Position annotation records:
┌──

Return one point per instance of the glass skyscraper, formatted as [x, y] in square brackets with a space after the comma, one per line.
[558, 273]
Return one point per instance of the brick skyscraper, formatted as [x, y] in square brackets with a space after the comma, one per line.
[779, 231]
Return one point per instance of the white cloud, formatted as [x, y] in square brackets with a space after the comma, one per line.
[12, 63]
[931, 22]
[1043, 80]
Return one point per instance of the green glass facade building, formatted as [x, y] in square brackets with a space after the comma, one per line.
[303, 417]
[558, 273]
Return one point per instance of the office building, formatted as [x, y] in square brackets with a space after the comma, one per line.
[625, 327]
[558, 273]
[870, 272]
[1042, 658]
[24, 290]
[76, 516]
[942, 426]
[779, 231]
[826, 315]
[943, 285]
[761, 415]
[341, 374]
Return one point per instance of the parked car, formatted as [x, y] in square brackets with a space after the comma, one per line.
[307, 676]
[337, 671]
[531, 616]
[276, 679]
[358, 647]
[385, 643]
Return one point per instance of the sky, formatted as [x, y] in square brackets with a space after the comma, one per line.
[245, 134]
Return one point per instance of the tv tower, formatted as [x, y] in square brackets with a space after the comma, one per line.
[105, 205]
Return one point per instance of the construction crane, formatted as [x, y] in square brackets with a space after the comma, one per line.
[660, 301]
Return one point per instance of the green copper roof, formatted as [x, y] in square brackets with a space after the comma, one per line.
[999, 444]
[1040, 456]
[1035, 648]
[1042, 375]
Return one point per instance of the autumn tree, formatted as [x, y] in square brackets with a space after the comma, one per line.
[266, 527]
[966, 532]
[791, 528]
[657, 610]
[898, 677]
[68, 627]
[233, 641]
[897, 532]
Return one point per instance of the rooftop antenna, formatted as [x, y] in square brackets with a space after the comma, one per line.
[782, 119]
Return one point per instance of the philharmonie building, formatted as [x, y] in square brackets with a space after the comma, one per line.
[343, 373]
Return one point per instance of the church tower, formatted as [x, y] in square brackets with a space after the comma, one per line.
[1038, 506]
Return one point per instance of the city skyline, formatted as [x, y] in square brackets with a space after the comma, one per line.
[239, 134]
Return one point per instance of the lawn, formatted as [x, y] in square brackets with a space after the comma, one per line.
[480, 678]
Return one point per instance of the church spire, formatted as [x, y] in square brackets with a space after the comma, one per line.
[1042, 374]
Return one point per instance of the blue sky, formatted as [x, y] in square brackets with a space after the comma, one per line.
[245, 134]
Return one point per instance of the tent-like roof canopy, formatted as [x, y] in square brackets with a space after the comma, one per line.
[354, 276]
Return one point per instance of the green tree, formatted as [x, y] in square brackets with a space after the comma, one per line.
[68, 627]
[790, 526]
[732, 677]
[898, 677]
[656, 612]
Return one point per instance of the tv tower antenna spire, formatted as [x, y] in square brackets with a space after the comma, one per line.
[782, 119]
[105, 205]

└──

(What is being asked): Rewrite all of the records above as a two-column CSV with the header row "instruction" and "points". Give one row per request, with its text and its answer each in a single quoted field, and turn any line breaks into spaces.

(Correct output):
instruction,points
"Return one point per instance of the glass skyscraper, formatted as [x, y] in square brackets with a space after the comma, one per line.","[558, 273]"
"Return one point per instance of the brick skyscraper, formatted as [x, y] in square brackets with a space after the comma, one per line.","[779, 231]"
"Return one point per instance of the white cloud, formatted as [x, y] in square brackets with a space after the comma, one per line.","[12, 63] [931, 22] [1043, 80]"
"Return one point per instance of the green glass facade building, formatted as [x, y] in square brackets with a space after the comma, one per line.","[303, 417] [558, 273]"
"Return one point per instance of the office building, formatted as [x, y] in square brackets with a space after the comma, one per line.","[625, 327] [558, 273] [870, 272] [1042, 658] [24, 290] [76, 516] [942, 426] [779, 231] [826, 315] [943, 285] [761, 415] [341, 374]"
"Return one point per instance of the parked car, formatted as [x, y] in square brackets with a space after the comma, one per line.","[307, 676] [337, 671] [531, 616] [276, 679] [358, 647] [385, 643]"
"Return one point per instance of the sky, formatted as [x, y] in square brackets with a space after the comma, one per line.","[245, 134]"
"Return one point per instance of the tv tower, formatted as [x, y] in square brackets with a space after the comma, one per line.","[105, 205]"
"Return one point per instance of the construction crane, formatted as [x, y] in square brackets with a space after the comma, one per line.","[660, 301]"
"Return one point per instance of the green copper roof, formatted as [x, y] in square brackets with a space after the comma, one per line.","[999, 444] [1040, 456] [1035, 648] [1042, 375]"
"Return one point per instance of the autumn tree, formatted as [x, y] in square brackets with a space after the comma, one per line.","[266, 527] [966, 532] [791, 528] [657, 610] [898, 677] [68, 627] [233, 641] [897, 532]"
"Return one point per instance of the rooftop antenna, formatted as [x, y] in square brackets with a space after the comma, one per line.","[782, 119]"
"Return one point per instance of the philharmonie building, formatted as [x, y] in square brackets with a space after the comma, one per line.","[343, 373]"
"Return one point per instance of the church tower, formatted as [x, y] in square brackets with a space after the comma, one per line.","[1038, 506]"
"Return one point per instance of the city skyline, formatted as [x, y] in square brackets with a space after the comma, one per line.","[239, 134]"
"Return one point per instance of the lawn, formatted as [x, y] in square brackets with a space after the comma, one per line.","[480, 678]"
"Return one point per instance of the church spire, formatted as [x, y] in square brackets with a space after the comma, one per line.","[1042, 374]"
"Return one point per instance of the blue sky, formatted as [x, y] in square brackets with a space after the comma, one per line.","[245, 134]"
"Return one point per instance of the tent-like roof canopy, formatted as [x, y] in square brackets with a space after the comma, one per line.","[354, 276]"
"Return one point per instance of the green tree, formatted as [x, y] in square brackets with a space after the comma, one per line.","[68, 627] [790, 526] [732, 677] [898, 677] [656, 612]"
"Return one point per instance of the tv tower antenna spire, formatted as [x, y] in square brackets with a space after the comma, one per line.","[782, 119] [105, 205]"